Stored data
/---

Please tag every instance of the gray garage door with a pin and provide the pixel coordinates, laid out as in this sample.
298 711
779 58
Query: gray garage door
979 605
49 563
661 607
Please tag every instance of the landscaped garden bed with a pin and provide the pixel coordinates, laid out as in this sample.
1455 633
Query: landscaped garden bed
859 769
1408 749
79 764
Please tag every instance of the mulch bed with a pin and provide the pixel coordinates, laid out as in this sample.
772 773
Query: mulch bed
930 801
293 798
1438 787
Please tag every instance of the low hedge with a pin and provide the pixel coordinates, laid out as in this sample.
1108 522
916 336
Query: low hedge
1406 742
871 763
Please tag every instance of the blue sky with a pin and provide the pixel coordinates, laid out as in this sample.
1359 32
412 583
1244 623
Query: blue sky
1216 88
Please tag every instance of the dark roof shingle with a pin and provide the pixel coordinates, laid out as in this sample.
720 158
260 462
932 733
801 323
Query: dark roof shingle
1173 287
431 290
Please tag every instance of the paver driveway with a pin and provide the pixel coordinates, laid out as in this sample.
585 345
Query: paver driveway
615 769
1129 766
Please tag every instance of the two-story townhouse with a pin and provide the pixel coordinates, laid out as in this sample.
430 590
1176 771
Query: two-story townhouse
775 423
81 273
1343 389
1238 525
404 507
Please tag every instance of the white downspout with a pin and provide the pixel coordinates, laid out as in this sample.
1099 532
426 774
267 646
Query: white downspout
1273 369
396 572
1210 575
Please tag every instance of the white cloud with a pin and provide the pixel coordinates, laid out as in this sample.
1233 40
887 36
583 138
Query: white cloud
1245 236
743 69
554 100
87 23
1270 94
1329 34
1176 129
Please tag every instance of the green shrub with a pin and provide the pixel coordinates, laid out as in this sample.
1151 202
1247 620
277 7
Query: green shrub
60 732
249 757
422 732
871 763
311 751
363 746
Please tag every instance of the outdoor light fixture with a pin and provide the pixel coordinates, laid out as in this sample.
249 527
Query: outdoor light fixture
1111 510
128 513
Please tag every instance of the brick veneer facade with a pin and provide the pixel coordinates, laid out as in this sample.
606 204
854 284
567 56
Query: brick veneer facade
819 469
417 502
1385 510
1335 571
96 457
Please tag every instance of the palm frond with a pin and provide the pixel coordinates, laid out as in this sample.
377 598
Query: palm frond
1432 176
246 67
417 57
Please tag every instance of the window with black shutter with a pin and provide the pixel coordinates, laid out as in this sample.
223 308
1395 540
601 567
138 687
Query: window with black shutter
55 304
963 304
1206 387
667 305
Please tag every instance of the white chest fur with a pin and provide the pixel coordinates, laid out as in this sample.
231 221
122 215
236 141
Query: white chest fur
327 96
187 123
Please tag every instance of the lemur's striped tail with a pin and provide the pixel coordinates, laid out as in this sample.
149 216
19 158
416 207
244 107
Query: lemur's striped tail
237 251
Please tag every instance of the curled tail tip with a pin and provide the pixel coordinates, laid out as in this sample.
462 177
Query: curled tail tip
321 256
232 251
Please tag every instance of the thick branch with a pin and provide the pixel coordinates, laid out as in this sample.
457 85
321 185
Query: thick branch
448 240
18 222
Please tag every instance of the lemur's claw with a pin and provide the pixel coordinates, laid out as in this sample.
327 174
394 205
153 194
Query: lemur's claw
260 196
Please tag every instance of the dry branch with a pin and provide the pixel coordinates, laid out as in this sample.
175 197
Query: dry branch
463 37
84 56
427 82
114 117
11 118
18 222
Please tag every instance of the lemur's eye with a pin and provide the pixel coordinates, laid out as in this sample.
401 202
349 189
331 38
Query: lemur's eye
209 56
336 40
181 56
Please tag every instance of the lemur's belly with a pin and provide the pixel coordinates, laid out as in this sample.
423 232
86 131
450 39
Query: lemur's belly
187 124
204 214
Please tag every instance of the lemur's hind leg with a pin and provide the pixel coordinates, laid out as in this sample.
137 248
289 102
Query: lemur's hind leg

\---

[Brief]
To complete the exercise, print all of the entries exactly.

[Result of this exercise]
Please tag every instance of the gray garage door with a pin and provide the pixel coordinates, laid out as in this sample.
298 711
779 58
Query: gray garage door
979 605
49 563
661 607
Please tag every instance of the landscaped garden bed with a pin and provide the pixel coordinates, laid out as in this sample.
1455 633
Query: landscaped garden bed
859 769
1408 749
79 764
Please tag every instance of the mulch bed with a pin and provide the pixel coordinates, laid out as in this sample.
772 773
Query: mulch bed
930 801
293 798
1438 787
Please tag every instance of the low hedge with a pin and provide the pixel coordinates, laid out as in this sample.
1108 522
916 336
Query: low hedge
1406 742
871 763
Please tag every instance of the blue sky with a pin and provide the pixel coordinates, laid out as in this sample.
1359 32
412 583
1244 623
Query: blue sky
1216 88
Please tag every instance of the dark roof shingle with a pin and provide the pixel coordinates, laid out as in this sample.
720 158
260 462
932 733
801 323
Query: dark roof shingle
1173 287
431 290
Please tag every instance of the paver driveway with a pin and provide the pixel coordinates, laid out as in this sample.
585 345
Query: paver driveway
615 769
1129 766
Please tag every instance of the two-story townhouse with a pin and provide the pixel coordinates, laid out as in this sample.
430 590
1176 771
Query: two-story townhouse
775 423
81 273
1343 389
1238 525
404 507
Please tag every instance of the white downspout with a pin and provide the pixel coordinates, laid out as in this sample.
1099 532
426 774
267 646
Query: white downspout
1273 369
396 572
1210 575
Please tag every instance of the white cloud with a pin and provide the pixel coordinates, laid out as in this sample.
1233 40
887 36
583 138
Query: white cloud
1245 236
743 69
554 100
87 23
1270 94
1329 34
1176 129
Please tag every instance of the green shrub with a pin and provide the pixel coordinates, laid out as in this sample.
1151 202
1247 620
277 7
Query: green shrub
60 732
249 757
422 732
871 763
311 751
363 746
Please tag every instance of the outdoor light fixture with a pin and provide the pixel coordinates, laid out as in this sample.
249 527
Query: outdoor light fixture
1111 510
128 513
Please tag every instance of the brick veneer facade with a pin and provide the pixel coordinates, laid out as in this sample.
606 204
854 284
567 56
Query: brick veneer facade
819 469
417 502
1385 510
1335 571
96 457
Please tag every instance of the palm frond with a pin and provide the pixel coordinates, laid out as in this sample.
377 598
Query: palm frond
1432 176
246 67
417 57
Please tag every instance of the window with black shutter with a pin and provide the pixel coordinates, laid out as in this sample.
223 308
1395 540
601 567
138 687
Query: window with black shutter
55 304
963 304
1206 387
667 305
Please tag every instance of the white chest fur with a pin and provide the pixel coordinates, laid out as in this sample.
231 221
122 215
236 141
Query: white chest fur
327 96
187 123
Please tag every instance of the lemur's striped tail with a pin and provide the pixel coordinates, laid out as in this sample.
149 216
19 158
416 207
244 107
Query: lemur's striped tail
237 251
Please tag every instance of the curled tail tip with a pin and provide the pixel coordinates, laid out as in this sample.
462 177
Query: curled tail tip
321 256
232 251
Please tag every instance of the thick branch with a pin and provide the pixel coordinates, laid out as in this sample.
457 85
321 185
Query: thick branch
448 240
18 222
Please tag every instance of the lemur's claw with a pin and provide the pixel coordinates, laid out as in this sample.
327 174
394 205
153 194
Query: lemur's claw
260 196
Please tag every instance of the dry branch with a pin and provide the pixel coordinates, laid out as in this sample.
175 197
Query: dry branch
463 37
84 56
427 82
114 117
11 118
18 222
Please tag every instance of the lemur's eye with a pin and provide the pixel coordinates, laid out as in this sample.
401 202
349 189
331 38
Query: lemur's eye
209 56
336 40
181 56
Please tag every instance of the lemur's belly with a pin and provide the pixel coordinates, laid out as in this sample.
423 232
86 131
450 39
Query: lemur's belly
187 124
204 214
Please tag every instance of the lemur's hind leg with a pin and provide the pixel coordinates, laid out as in this sample.
137 248
289 102
Query: lemur's hind leg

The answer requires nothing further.